/---

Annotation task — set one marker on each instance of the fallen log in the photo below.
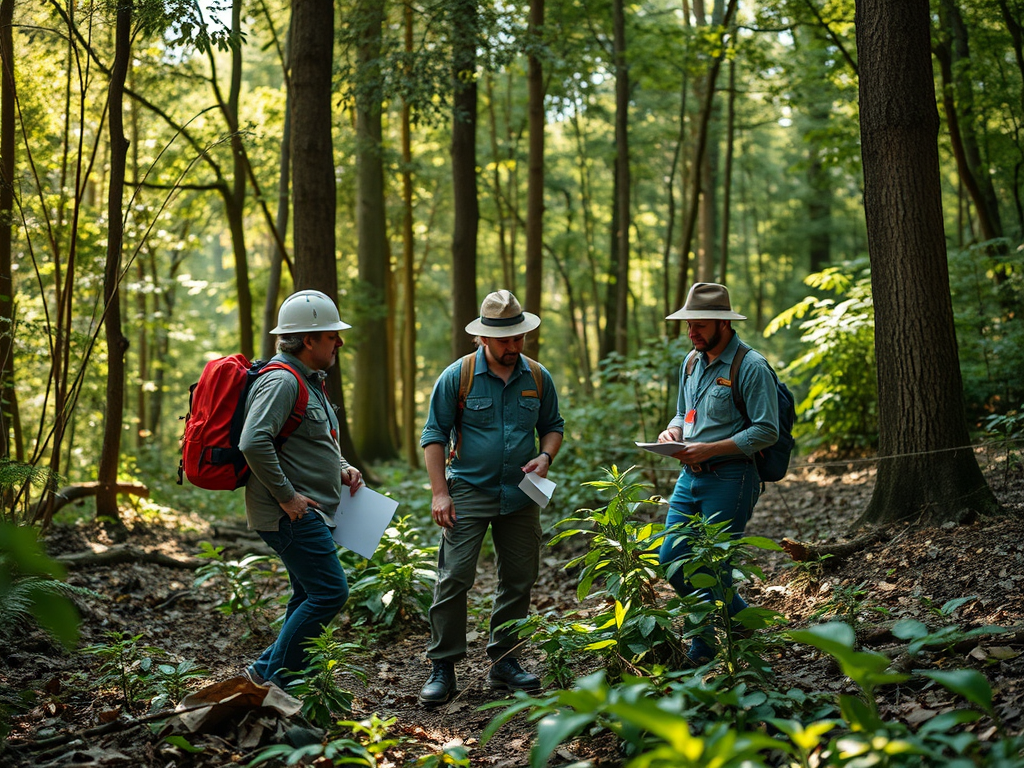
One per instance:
(802, 551)
(123, 555)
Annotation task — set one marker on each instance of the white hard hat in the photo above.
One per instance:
(307, 311)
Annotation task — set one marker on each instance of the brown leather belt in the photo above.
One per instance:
(713, 465)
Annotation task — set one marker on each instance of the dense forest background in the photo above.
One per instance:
(615, 154)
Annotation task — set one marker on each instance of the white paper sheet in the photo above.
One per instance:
(537, 487)
(665, 449)
(361, 520)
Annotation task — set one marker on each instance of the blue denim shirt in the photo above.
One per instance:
(708, 390)
(500, 427)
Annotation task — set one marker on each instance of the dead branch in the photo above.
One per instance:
(802, 551)
(123, 555)
(70, 494)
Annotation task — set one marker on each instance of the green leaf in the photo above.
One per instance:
(554, 729)
(182, 743)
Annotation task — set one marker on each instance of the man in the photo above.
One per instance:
(719, 480)
(296, 486)
(508, 400)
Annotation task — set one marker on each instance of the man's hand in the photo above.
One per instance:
(696, 453)
(442, 510)
(352, 477)
(540, 465)
(672, 434)
(297, 507)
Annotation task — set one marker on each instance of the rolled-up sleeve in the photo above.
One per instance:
(760, 395)
(443, 404)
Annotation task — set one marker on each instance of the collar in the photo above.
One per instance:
(302, 368)
(727, 354)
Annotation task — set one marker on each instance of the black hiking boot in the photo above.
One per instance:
(440, 686)
(508, 675)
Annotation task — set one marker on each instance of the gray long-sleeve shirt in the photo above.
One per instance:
(308, 463)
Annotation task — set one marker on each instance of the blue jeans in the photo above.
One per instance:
(727, 493)
(318, 591)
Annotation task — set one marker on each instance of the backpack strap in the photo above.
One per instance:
(737, 398)
(467, 370)
(537, 373)
(301, 401)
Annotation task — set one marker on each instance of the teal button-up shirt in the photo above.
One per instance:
(500, 426)
(708, 391)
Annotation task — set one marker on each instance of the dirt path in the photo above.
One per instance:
(904, 574)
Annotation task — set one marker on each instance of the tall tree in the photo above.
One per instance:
(312, 171)
(7, 143)
(374, 395)
(926, 464)
(409, 265)
(535, 190)
(117, 344)
(464, 25)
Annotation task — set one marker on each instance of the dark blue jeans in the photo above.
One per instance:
(318, 591)
(725, 494)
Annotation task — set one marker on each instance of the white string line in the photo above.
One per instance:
(876, 459)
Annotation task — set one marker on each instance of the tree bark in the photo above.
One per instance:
(117, 344)
(535, 190)
(374, 403)
(8, 128)
(464, 27)
(927, 468)
(409, 367)
(312, 172)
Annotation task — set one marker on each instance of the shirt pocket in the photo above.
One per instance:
(529, 410)
(720, 403)
(314, 423)
(479, 412)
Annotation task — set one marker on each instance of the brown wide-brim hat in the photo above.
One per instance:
(501, 316)
(707, 301)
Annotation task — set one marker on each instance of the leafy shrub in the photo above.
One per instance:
(243, 586)
(398, 583)
(840, 410)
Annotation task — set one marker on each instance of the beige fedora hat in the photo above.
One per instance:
(502, 316)
(707, 301)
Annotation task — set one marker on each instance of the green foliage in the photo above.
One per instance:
(15, 478)
(243, 586)
(30, 586)
(620, 565)
(397, 584)
(840, 409)
(126, 666)
(321, 695)
(170, 682)
(987, 285)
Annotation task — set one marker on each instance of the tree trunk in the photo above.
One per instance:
(8, 128)
(373, 395)
(465, 36)
(409, 368)
(620, 329)
(927, 467)
(312, 172)
(953, 54)
(535, 192)
(117, 344)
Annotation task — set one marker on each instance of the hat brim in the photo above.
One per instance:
(339, 326)
(706, 314)
(529, 323)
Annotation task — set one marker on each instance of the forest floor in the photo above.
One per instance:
(900, 576)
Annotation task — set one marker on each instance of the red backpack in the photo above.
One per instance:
(210, 456)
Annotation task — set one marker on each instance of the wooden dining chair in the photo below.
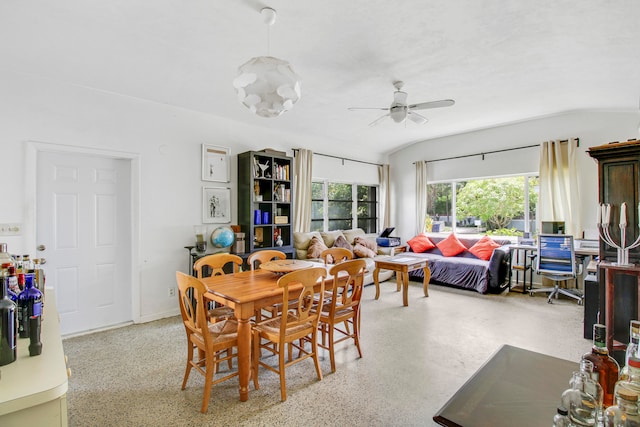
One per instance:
(215, 264)
(259, 257)
(254, 261)
(343, 308)
(295, 327)
(206, 341)
(336, 255)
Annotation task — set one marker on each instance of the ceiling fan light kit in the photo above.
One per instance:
(399, 111)
(267, 86)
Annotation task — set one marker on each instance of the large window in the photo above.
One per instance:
(341, 206)
(499, 206)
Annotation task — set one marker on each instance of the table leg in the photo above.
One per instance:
(405, 287)
(425, 282)
(244, 357)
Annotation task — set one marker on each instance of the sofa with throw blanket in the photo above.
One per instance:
(310, 245)
(480, 264)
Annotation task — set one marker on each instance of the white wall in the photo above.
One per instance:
(592, 127)
(167, 142)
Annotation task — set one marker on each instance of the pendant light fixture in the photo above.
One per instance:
(267, 86)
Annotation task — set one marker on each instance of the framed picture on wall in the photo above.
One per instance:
(215, 163)
(216, 205)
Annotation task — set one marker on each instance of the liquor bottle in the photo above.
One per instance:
(35, 319)
(605, 367)
(5, 258)
(27, 265)
(625, 412)
(26, 299)
(592, 387)
(580, 405)
(561, 419)
(8, 349)
(13, 280)
(631, 356)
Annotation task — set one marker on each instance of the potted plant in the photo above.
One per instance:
(428, 223)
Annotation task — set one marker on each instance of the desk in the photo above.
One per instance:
(528, 252)
(515, 387)
(245, 292)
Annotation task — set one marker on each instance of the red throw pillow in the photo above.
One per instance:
(484, 247)
(420, 243)
(451, 246)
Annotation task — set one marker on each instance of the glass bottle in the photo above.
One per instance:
(581, 406)
(26, 299)
(561, 419)
(27, 265)
(13, 280)
(605, 367)
(8, 349)
(592, 386)
(631, 354)
(5, 258)
(625, 412)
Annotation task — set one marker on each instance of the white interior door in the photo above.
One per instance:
(83, 217)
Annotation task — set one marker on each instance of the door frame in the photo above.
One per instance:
(32, 148)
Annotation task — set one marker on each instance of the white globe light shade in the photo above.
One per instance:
(267, 86)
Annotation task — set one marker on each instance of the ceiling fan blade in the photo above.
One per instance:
(417, 118)
(378, 120)
(432, 104)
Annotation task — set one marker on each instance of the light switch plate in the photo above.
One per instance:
(11, 229)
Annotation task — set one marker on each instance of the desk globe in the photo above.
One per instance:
(222, 237)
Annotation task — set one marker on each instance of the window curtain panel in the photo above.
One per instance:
(559, 197)
(302, 190)
(385, 199)
(421, 196)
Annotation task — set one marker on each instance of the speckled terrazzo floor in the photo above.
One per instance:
(415, 358)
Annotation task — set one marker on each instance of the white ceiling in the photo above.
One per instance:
(502, 61)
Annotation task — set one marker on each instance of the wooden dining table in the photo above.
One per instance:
(246, 292)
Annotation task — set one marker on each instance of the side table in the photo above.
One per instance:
(402, 265)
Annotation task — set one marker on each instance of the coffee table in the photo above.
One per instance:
(515, 387)
(402, 265)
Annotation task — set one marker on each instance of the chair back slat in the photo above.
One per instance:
(307, 308)
(216, 263)
(348, 283)
(259, 257)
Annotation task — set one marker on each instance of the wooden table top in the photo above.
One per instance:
(251, 286)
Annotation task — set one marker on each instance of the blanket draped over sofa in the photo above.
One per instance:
(466, 270)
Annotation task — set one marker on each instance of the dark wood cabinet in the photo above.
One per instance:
(265, 200)
(618, 182)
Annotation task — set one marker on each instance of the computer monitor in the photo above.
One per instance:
(553, 227)
(387, 232)
(556, 254)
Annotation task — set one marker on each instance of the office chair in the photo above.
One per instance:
(556, 260)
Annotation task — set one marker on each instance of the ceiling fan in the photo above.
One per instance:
(399, 111)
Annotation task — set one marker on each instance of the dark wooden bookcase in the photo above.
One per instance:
(267, 190)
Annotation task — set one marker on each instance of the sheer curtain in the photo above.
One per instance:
(385, 200)
(421, 195)
(559, 189)
(302, 190)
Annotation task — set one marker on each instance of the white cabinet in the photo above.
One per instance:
(33, 390)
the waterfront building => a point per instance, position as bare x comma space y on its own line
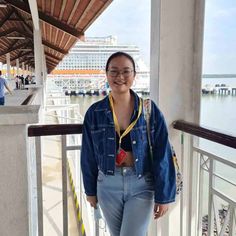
84, 67
175, 84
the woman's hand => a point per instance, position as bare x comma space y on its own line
160, 210
92, 200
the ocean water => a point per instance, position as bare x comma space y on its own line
218, 112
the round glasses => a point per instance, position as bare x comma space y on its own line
115, 73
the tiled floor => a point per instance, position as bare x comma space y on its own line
52, 189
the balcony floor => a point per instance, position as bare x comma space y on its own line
52, 189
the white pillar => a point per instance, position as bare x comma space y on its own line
27, 69
17, 67
38, 56
14, 151
175, 70
8, 65
23, 68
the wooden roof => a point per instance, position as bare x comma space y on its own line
62, 22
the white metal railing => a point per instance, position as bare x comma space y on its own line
208, 202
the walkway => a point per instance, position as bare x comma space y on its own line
52, 189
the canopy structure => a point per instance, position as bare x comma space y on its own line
62, 23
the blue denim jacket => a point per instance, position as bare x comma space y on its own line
99, 149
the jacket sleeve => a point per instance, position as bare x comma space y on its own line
163, 165
88, 162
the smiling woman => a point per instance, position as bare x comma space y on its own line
118, 173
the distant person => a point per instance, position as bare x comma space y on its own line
3, 84
17, 82
22, 79
118, 172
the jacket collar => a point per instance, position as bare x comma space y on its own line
104, 105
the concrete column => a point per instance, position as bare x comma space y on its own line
14, 159
17, 67
8, 65
27, 69
23, 68
38, 56
176, 59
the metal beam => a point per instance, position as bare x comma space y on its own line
47, 18
23, 20
6, 32
19, 56
46, 43
10, 49
34, 13
2, 22
52, 56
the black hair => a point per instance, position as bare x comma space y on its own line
119, 54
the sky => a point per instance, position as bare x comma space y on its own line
127, 20
130, 22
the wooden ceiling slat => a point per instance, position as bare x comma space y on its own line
48, 19
52, 56
66, 41
68, 10
73, 11
20, 54
23, 20
57, 9
62, 39
95, 16
62, 9
10, 49
54, 47
48, 7
4, 19
52, 7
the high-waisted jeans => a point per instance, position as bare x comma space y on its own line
2, 101
126, 201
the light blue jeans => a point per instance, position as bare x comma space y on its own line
2, 101
126, 201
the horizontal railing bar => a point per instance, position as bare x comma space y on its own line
55, 129
220, 177
225, 139
63, 117
29, 99
214, 157
72, 148
224, 197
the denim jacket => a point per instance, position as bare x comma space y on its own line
99, 149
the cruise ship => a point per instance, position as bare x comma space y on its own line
83, 69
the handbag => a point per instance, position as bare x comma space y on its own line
147, 115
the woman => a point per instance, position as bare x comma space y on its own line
117, 170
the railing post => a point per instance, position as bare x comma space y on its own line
64, 186
39, 185
210, 201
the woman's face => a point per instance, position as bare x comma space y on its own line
120, 74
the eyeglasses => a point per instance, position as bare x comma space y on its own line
115, 73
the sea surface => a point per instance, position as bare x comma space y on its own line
218, 112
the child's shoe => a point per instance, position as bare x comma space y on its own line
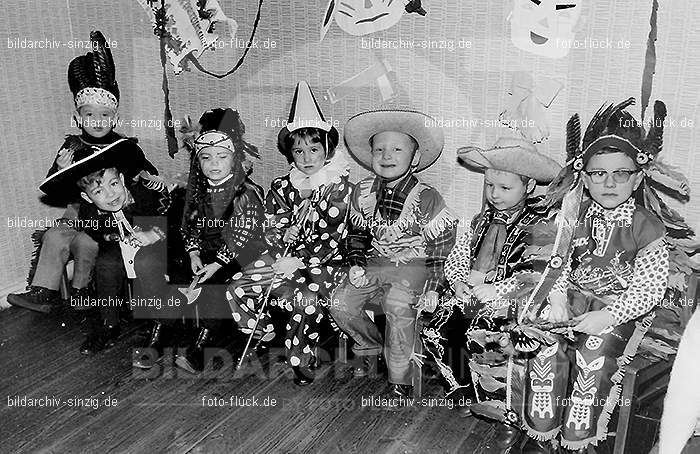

\---

Description of the task =
Skip every picture, and restate word for word only the lines above from the line containing "brim in the photo above." to the line containing "liquor bottle in the photo above.", both of them included.

Answer to this task =
Annotation task — set one marker on each instance of the hat brim in the photo above.
One per instance:
(339, 326)
(706, 314)
(529, 323)
Annotation task — set one marker on each instance of the forest floor in the photo above.
One per instance:
(900, 576)
Annotation task — set one marker on each instance of the red backpack in the photo above.
One per instance:
(210, 456)
Annotation task — set one marker on each instance of the wooden dining chair in the photo below.
One per instance:
(215, 264)
(259, 257)
(254, 261)
(343, 308)
(295, 327)
(206, 341)
(336, 255)
Annotation task — set one marker on each instance of the ceiling fan light kit in the photo above.
One per instance:
(399, 111)
(267, 86)
Annotation task — set one marker on each instance of the large window in the photo above.
One per instance:
(341, 206)
(499, 206)
Annotation task — set one marker on each instance of the table leg in the photo above.
One per instance:
(405, 287)
(425, 282)
(244, 357)
Annotation task — set one marker on each instance of the sofa with throw blanket in the photo above.
One per instance:
(310, 245)
(480, 264)
Annotation task — set one marker on each instance of the white wall in the photo above.
One per instance:
(592, 127)
(167, 142)
Annotation task — set one marker on each instance of the pendant light fixture in the photo above.
One per instance:
(267, 86)
Annotation task — set one marker on each instance of the framed picture on wall in the photo above.
One per instance:
(215, 163)
(216, 205)
Annotation task — set one marker on each instance of the liquor bottle in the photo above.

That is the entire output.